- _Written problem_:
Restate the material word for word and leave out anything that is a picture.

═══ Working data

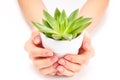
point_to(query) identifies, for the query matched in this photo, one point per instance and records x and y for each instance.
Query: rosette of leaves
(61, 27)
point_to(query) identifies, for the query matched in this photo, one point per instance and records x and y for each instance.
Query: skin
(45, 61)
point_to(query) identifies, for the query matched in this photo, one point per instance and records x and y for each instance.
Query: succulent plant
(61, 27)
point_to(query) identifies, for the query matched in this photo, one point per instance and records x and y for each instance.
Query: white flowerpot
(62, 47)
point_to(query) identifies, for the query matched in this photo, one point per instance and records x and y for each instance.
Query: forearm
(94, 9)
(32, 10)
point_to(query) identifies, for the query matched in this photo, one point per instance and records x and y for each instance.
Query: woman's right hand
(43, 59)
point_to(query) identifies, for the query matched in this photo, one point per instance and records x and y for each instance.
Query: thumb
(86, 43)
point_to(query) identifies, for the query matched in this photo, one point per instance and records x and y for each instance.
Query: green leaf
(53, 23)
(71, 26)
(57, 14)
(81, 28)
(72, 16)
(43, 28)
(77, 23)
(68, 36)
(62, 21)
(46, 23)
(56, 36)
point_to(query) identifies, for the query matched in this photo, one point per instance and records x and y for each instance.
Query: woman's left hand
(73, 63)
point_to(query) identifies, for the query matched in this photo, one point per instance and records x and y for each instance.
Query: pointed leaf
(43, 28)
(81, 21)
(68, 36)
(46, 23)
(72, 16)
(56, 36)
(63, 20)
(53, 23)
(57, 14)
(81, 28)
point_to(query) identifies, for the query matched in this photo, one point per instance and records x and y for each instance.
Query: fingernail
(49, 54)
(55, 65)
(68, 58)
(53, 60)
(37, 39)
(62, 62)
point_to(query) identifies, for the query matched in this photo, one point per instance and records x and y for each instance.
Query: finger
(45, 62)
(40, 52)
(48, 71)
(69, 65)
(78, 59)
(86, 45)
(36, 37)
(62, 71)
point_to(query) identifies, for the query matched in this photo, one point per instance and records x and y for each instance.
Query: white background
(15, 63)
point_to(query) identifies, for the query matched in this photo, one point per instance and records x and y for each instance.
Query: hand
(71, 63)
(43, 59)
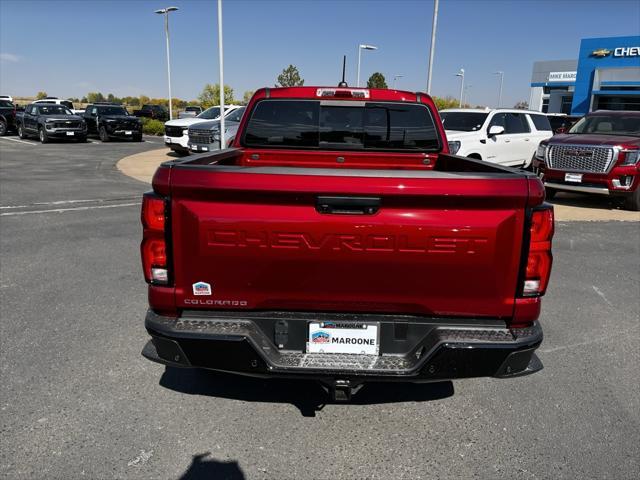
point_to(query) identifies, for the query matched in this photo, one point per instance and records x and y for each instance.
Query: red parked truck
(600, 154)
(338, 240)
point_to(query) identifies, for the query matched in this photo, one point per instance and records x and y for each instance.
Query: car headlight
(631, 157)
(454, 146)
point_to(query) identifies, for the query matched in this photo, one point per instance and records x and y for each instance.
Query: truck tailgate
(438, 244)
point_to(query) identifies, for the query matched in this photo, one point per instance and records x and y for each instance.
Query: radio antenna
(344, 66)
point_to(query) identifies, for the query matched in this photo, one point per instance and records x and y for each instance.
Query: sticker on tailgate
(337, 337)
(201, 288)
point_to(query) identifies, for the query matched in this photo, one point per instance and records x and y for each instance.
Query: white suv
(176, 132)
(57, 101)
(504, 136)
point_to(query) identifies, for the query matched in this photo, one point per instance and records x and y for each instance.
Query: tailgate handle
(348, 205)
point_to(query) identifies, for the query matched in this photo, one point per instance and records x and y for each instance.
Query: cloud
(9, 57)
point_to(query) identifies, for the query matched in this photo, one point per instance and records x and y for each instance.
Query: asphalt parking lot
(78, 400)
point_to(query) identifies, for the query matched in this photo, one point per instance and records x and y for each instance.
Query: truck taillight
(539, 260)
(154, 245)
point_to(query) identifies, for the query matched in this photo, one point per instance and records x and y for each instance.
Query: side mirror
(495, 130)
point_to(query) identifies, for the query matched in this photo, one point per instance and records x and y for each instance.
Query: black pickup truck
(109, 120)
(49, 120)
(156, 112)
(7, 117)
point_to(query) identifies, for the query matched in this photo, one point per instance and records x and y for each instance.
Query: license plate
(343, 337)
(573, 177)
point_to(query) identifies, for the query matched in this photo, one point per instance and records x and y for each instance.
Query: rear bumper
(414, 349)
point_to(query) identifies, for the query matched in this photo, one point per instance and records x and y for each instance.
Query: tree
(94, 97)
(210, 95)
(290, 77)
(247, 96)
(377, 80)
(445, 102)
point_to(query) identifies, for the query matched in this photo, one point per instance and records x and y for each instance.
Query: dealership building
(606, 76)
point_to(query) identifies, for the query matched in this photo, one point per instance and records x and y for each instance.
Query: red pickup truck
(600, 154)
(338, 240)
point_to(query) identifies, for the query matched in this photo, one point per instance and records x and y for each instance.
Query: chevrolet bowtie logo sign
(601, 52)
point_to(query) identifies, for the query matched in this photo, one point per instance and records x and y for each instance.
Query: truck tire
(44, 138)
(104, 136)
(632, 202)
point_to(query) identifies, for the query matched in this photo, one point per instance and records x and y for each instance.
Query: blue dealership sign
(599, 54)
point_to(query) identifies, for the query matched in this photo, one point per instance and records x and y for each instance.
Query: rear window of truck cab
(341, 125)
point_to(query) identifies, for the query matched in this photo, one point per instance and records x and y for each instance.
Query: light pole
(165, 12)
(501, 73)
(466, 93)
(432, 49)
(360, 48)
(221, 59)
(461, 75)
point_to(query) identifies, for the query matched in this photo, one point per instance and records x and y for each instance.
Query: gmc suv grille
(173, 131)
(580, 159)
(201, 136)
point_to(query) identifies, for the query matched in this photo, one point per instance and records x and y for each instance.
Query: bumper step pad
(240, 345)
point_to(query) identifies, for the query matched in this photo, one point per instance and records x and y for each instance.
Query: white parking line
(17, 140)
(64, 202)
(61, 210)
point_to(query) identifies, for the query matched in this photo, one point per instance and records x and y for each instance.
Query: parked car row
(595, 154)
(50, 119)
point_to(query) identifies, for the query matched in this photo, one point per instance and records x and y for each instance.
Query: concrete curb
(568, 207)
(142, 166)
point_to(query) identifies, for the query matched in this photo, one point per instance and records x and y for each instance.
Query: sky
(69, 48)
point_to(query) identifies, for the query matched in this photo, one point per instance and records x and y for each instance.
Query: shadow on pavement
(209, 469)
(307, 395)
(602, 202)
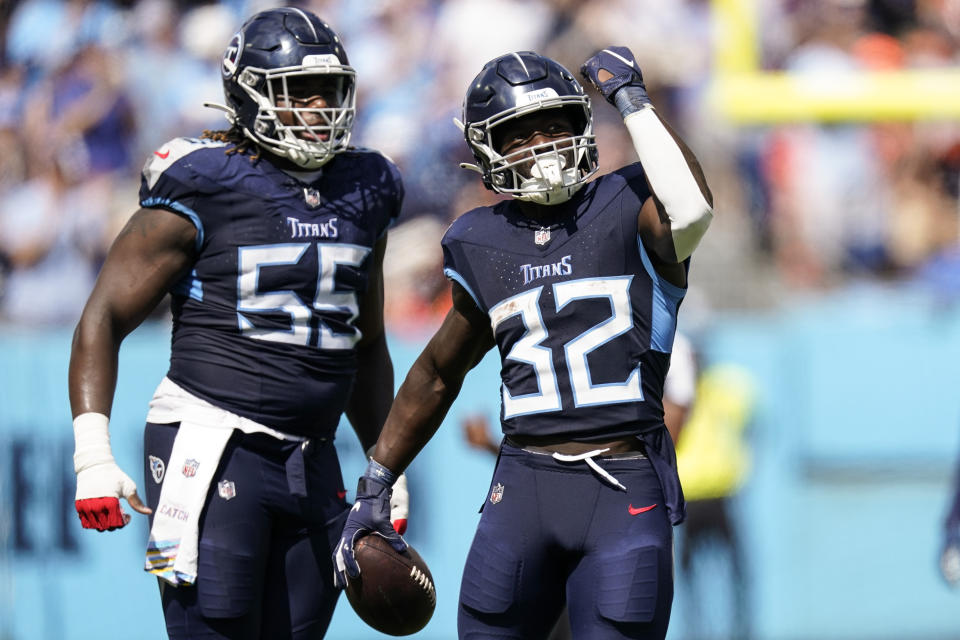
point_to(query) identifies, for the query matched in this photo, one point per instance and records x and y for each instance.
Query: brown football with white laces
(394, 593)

══════

- _Result of this task_:
point_to(query) identifies, for the query matched in this photo, one point per instance and records x and y for each instance.
Query: rosette of leaves
(61, 27)
point_to(query) identifies, for the query matched in this photo, one point per instance and records x and y for each instance.
Query: skin
(45, 61)
point_to(query) identifies, for the query matched in this photo, one point per instance and records x and y for each instance.
Query: succulent plant
(61, 27)
point_to(query) identifies, for the query matched in this photo, one point per instance and records x and y for each instance.
Query: white flowerpot
(62, 47)
point_to(query) identifies, for the query matched in this photo, one point per instance and records x and y for each instance.
Query: forearm
(94, 9)
(32, 10)
point_to(query) identifies, for the query matched in this photo, one point per instance and records x and y for each instance.
Query: woman's right hand
(43, 59)
point_to(query) identifies, for the query matched in this photo, one point per instance and records x and y for each instance.
Query: thumb
(86, 43)
point_to(query) identifies, for the query matched in this photo, one point per instance and records x and y for each instance.
Query: green leaf
(53, 23)
(71, 26)
(57, 14)
(81, 28)
(72, 16)
(43, 28)
(77, 23)
(68, 36)
(62, 21)
(46, 23)
(56, 36)
point_to(query) identifies, for the query matched in this photo, one point per instance and records x and y for each instance.
Query: woman's left hand
(73, 63)
point_to(query) identifies, for the query matched in this photo, one point per instance and records x and y for each instance.
Query: pointed leaf
(43, 28)
(81, 21)
(68, 36)
(46, 23)
(72, 16)
(56, 36)
(63, 20)
(53, 23)
(57, 14)
(81, 28)
point_to(query) identifies, for the query matched in this photo, one point per instance and records x and y for each instance.
Query: fingernail
(49, 54)
(55, 65)
(68, 58)
(53, 60)
(37, 39)
(62, 62)
point_to(query) identifies, for the query matched in this photo, one point per instance and records x and y for each instance.
Query: finger
(45, 62)
(40, 52)
(48, 71)
(69, 65)
(78, 59)
(86, 45)
(36, 37)
(62, 71)
point_to(query) identifies, for the query matched in this photo, one point per instance and records x and y for each instance.
Query: white background
(15, 63)
point_to(query) identifies, for the query matched in this photo, one point per instance and records x and y for each instance.
Query: hand
(71, 63)
(43, 59)
point_to(query) identifies, for the query matched in this photo, one point per instance and records x and y for each instance.
Query: red parked truck
(600, 154)
(338, 240)
point_to(query) identifies, for the query matched in this photo, one point per instance and records x and y for each instance.
Query: car headlight
(631, 157)
(454, 146)
point_to(query) identifies, for the query matched in this photo, one point per instance and records x and y for each instance.
Query: truck tailgate
(438, 244)
point_to(query) identifies, for the query matched in this photo, one point per instance and records x and y for each instance.
Query: radio antenna
(344, 66)
point_to(query) identifies, for the query matched in this photo, one point per instance and records x and y for each instance.
Query: sticker on tailgate
(337, 337)
(201, 288)
point_to(query) identifies, for the query matched in this photo, one point per instance and records x and y for each instance.
Query: white suv
(176, 132)
(57, 101)
(504, 136)
point_to(query) identifies, for the query matched in this photo, one point per instance and records x and y for each instance.
Query: tailgate handle
(348, 205)
point_to(query) identifies, for the query matched in this photo, one point per instance and records x and y for each instance.
Query: cloud
(9, 57)
point_to(query) identifies, for the query matched in this photo, one point per instance and records x and y for each instance.
Query: asphalt parking lot
(78, 400)
point_to(query) identifies, for the query matched in this photo, one point per instance and records x and y for each instance.
Query: truck taillight
(539, 260)
(154, 245)
point_to(query) identifies, for the query matched in this photo, one point per instance and records x and y for each instance.
Query: side mirror
(495, 130)
point_to(query) identifies, for the query matched in this photo, one point per instance and records x and y for each instance.
Query: black pickup truck
(109, 120)
(49, 120)
(156, 112)
(7, 117)
point_to(query) identifies, for the query matched in this photo, one point per instance and records x and y for each instance.
Query: license plate
(343, 337)
(573, 177)
point_to(query) identifies, for the query matched in this photo, one point per instance and records x and y for each instance.
Query: rear bumper
(414, 349)
point_to(query) identifies, for the query matched in this photo, one point per instance and records x and y for each instance.
Query: tree
(94, 97)
(210, 95)
(290, 77)
(247, 96)
(377, 80)
(445, 102)
point_to(query) identifies, for the query matched in this photo, one point per instance and records x and y for each instance.
Query: dealership building
(606, 76)
point_to(query) identifies, for the query matched in this photo, one point per instance and records x and y for each instance.
Query: red pickup truck
(600, 154)
(338, 240)
point_to(query) identifies, for the query matched in this photo, one point per instance and records x and y for each instance.
Query: chevrolet bowtie logo sign
(601, 52)
point_to(query) identifies, for the query matched in this photo, one point per instance and records x and y for each instance.
Query: truck tire
(44, 138)
(104, 136)
(632, 202)
point_to(query) identifies, for the query matched in this photo, one point per instance and records x and y for each instance.
Query: blue dealership sign
(599, 54)
point_to(query) identifies, for the query matched in this photo, one point per instance and records x and y for each instance.
Query: rear window of truck cab
(341, 125)
point_to(query) identifies, for the query matched in this photo, one point per instance and records x and y for each instance.
Query: light pole
(165, 12)
(501, 73)
(466, 93)
(432, 49)
(360, 48)
(221, 59)
(461, 75)
point_to(query) identifies, for the query matched in this photo, one point per instance and records x and y for each instance.
Query: gmc suv grille
(173, 131)
(580, 159)
(201, 136)
point_to(query) identifies, for the query matched in this photo, one point per instance and records x and y for each instance.
Query: bumper step pad
(240, 345)
point_to(query) identifies, for the query matched in this photo, one point per instance and records x and y for each instance.
Query: white parking line
(17, 140)
(64, 202)
(61, 210)
point_to(query) identifies, for the query matched in this photo, one point per instance and records x and y for each instance.
Query: parked car row
(595, 154)
(50, 119)
point_to(query) identifies, for the query matched in this photo, one point per instance and records x and y for each instance.
Query: concrete curb
(568, 207)
(142, 166)
point_to(query) identifies, for the query matched in this photo, one point per instance and records x and y for each instance.
Query: sky
(69, 48)
point_to(query) identifies, for the query matched in this photo, one point per instance and records x and y for each instance.
Query: shadow on pavement
(209, 469)
(307, 395)
(602, 202)
point_to(query) identifies, for the query matched in this photo, one point per instance and records x and y for each instance.
Query: brown football with white laces
(394, 593)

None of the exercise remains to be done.